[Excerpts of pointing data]
>> Begin

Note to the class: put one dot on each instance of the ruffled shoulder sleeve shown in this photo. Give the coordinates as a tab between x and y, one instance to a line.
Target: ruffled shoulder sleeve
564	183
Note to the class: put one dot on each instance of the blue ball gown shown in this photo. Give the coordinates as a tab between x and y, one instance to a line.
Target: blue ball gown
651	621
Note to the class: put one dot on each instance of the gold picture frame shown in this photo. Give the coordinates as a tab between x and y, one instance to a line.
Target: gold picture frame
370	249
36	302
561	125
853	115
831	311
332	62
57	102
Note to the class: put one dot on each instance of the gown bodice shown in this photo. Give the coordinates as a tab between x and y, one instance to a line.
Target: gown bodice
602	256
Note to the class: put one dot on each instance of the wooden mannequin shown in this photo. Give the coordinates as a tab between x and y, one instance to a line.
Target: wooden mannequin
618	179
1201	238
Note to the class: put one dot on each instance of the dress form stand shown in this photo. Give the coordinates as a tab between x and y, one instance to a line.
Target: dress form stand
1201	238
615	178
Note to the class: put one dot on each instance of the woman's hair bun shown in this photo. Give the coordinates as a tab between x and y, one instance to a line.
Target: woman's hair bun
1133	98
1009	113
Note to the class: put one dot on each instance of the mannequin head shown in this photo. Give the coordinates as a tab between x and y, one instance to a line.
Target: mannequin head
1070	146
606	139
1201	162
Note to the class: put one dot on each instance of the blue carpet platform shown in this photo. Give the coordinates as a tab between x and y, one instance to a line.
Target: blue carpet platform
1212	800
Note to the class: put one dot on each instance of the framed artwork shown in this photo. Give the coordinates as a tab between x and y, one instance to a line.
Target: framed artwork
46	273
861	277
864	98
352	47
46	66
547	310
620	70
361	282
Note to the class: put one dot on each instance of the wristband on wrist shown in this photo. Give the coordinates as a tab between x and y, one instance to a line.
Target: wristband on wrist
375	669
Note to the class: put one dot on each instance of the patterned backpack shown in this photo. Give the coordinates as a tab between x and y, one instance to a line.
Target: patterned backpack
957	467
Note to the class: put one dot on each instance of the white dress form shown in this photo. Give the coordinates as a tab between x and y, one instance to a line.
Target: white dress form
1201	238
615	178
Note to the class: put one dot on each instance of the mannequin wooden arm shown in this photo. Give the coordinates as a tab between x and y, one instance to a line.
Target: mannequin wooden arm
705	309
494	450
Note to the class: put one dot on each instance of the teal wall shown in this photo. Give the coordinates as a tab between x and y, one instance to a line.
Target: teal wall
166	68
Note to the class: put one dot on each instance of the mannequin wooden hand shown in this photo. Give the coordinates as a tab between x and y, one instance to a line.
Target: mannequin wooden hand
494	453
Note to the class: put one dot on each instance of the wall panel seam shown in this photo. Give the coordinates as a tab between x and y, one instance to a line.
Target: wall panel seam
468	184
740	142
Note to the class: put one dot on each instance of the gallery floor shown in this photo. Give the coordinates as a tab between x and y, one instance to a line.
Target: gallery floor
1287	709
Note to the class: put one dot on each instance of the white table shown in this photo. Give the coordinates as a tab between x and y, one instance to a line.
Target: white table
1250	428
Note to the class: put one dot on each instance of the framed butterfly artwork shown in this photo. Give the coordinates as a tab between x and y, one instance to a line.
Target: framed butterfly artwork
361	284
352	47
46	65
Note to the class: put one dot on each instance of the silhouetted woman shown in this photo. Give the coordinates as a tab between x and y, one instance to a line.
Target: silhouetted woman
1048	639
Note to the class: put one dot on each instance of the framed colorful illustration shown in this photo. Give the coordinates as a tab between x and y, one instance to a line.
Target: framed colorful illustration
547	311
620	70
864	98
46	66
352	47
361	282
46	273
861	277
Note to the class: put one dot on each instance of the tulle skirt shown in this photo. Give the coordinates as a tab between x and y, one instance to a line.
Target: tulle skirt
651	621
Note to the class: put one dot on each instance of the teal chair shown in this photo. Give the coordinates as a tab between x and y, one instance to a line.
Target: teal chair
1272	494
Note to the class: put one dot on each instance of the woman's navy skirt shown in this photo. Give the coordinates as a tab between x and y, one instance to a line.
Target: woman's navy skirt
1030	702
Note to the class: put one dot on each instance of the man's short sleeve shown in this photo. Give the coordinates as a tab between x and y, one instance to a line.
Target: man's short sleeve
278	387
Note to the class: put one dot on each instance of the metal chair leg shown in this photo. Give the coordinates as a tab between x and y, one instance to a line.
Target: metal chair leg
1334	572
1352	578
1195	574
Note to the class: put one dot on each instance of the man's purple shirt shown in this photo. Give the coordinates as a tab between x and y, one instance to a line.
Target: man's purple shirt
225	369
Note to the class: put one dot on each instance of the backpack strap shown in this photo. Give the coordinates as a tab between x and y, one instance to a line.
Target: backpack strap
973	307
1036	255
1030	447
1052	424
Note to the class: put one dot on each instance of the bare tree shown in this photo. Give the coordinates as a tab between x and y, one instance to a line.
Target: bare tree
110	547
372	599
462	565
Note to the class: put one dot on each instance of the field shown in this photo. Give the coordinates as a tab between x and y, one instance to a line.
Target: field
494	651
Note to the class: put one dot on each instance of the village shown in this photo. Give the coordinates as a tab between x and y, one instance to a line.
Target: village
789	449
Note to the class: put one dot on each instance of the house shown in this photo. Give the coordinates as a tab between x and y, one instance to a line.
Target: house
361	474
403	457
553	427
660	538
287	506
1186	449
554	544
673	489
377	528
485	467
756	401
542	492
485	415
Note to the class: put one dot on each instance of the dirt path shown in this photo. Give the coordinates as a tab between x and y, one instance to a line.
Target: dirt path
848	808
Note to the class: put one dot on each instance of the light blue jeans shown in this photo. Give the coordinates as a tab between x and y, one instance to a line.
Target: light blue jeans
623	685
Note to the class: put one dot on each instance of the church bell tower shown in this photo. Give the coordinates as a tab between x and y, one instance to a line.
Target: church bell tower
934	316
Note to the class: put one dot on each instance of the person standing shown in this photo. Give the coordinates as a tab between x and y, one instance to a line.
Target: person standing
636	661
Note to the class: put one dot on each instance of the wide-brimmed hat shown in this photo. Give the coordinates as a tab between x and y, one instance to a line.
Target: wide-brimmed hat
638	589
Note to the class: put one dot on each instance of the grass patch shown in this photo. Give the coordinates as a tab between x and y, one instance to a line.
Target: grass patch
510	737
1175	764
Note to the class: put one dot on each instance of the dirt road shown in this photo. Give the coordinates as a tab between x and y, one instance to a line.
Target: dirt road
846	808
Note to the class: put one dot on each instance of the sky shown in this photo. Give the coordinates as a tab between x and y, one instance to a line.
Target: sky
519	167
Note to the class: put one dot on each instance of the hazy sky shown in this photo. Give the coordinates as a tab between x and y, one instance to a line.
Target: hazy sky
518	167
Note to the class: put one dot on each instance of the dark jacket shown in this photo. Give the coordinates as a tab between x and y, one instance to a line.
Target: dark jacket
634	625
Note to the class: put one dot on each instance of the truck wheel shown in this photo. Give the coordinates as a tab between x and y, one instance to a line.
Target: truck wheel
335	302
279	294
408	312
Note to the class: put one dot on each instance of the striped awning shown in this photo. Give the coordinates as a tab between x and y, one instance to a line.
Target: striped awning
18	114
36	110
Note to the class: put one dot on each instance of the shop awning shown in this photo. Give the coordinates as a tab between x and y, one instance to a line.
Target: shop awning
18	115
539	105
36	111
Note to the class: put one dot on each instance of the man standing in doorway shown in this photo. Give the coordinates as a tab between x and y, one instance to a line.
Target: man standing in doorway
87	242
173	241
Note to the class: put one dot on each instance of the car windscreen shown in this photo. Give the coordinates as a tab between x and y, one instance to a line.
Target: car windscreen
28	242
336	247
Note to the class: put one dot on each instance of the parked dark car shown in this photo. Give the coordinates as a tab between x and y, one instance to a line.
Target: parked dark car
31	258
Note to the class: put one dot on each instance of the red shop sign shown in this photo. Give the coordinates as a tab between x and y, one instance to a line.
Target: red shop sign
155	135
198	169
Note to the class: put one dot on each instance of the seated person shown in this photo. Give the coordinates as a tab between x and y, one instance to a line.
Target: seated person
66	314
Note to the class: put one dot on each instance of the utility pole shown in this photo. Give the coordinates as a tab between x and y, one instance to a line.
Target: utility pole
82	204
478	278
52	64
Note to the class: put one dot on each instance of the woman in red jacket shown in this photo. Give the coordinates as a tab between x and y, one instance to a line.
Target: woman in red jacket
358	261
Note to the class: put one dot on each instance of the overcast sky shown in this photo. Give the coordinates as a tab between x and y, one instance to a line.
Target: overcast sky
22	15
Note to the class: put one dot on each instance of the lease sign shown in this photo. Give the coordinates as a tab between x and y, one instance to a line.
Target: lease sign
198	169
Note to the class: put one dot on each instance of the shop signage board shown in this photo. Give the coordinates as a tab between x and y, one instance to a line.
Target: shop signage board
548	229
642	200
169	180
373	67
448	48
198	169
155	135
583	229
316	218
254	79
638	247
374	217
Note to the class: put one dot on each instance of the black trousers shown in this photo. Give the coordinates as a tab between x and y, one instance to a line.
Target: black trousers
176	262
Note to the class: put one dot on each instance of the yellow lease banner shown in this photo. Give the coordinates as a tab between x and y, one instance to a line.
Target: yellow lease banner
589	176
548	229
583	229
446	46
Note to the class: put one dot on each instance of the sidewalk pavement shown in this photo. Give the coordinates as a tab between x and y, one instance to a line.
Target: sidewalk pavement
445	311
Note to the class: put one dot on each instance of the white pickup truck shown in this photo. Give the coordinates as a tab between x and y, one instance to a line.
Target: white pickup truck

>> End

_WRITTEN EXERCISE_
Reproduce, word for word, only the lines from the one that contains "of the black" through the final line.

_REPLY TO THE TASK_
Note to the class: put one dot on each instance of the black trousers shown in this photo. Give the coordinates as a tab between x and y, one instance to a line.
Target: black trousers
176	262
Note to the class: put one dot on each instance of the yellow lease banner shown in this photo. Give the coordinates as a tab between x and y, one instance to a line.
Target: yellow lease banner
589	176
548	229
583	229
446	46
Note to the class: put one dot on each instance of the sidewalk pavement shown in this photo. Give the coordinates as a tab between x and y, one instance to a line.
Target: sidewalk pavement
445	311
Note to the class: put one dot on each instance of the white pickup truck shown in this photo. Give the coordinates as a tab between x and y, one instance to a line.
Target: white pickup truck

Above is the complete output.